▸ **TEXT SECTION**
_ _ _ _ _ _ _

Wyoming Senator John Barrasso gave the Republican response to Obama's weekly address on Saturday. It is, as you would expect, a long list of the same lies they've been spewing throughout this campaign. If you can stand it though, it's worth a peek to see how they've repackaged some of the messages. If anything, it's a snapshot of what's coming in the next two months.
One example deserves particular attention, for how he misuses President Kennedy's words.
Barrasso:
Americans know what works: low taxes, reasonable regulations, and living within our means. President Kennedy understood that. He said: ‘Persistently large deficits would endanger our economic growth and our military and defense commitments abroad.’
He said that 50 years ago, in 1962. Washington's budget deficit that year was $7 billion. From $7 billion then, to a $1.2 trillion deficit this year.
This isn't the first time Barrasso has invoked President Kennedy to make a point about the budget deficit. Back in July
he said virtually the same thing during a speech in the Senate:
Previous Presidents understood the danger of spending more than we can afford.

_ _ _ _ _ _ _

▸ **DATASET CONTENT**
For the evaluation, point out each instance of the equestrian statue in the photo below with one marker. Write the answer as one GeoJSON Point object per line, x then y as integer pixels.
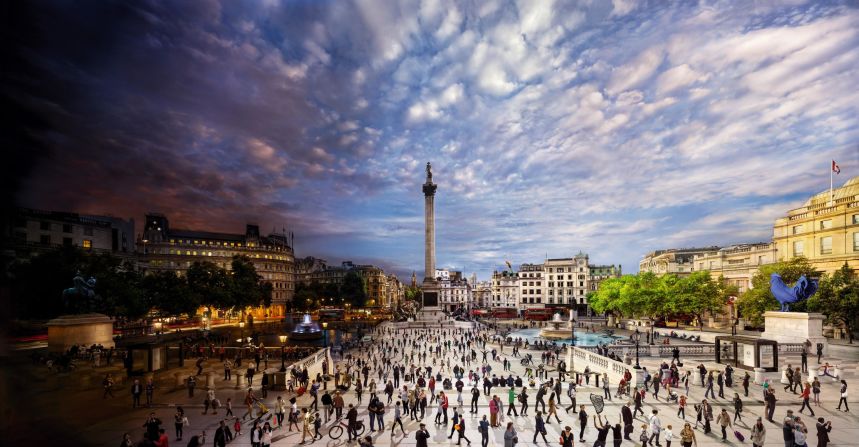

_ _ _ _ _ _ _

▸ **WORK INSTRUCTIONS**
**a)** Reproduce the stretch of the post on Senator Barrasso's address from "One example deserves" through "deficit this year.".
**b)** In the post on Senator Barrasso's address, what does Barrasso give as Washington's budget deficit in 1962?
**c)** Summarize the post on Senator Barrasso's address in two sentences.

▸ **EXPECTED OUTPUTS**
**a)**
One example deserves particular attention, for how he misuses President Kennedy's words.
Barrasso:
Americans know what works: low taxes, reasonable regulations, and living within our means. President Kennedy understood that. He said: ‘Persistently large deficits would endanger our economic growth and our military and defense commitments abroad.’
He said that 50 years ago, in 1962. Washington's budget deficit that year was $7 billion. From $7 billion then, to a $1.2 trillion deficit this year.

**b)** $7 billion.

**c)** Wyoming Senator John Barrasso gave the Republican response to Obama's weekly address, which the writer calls a repackaged list of the same campaign lies and a snapshot of the coming two months. The post singles out his use of President Kennedy's 1962 warning about persistently large deficits, which he sets against a $7 billion deficit then and a $1.2 trillion deficit this year, and it notes that he said virtually the same thing in a Senate speech in July.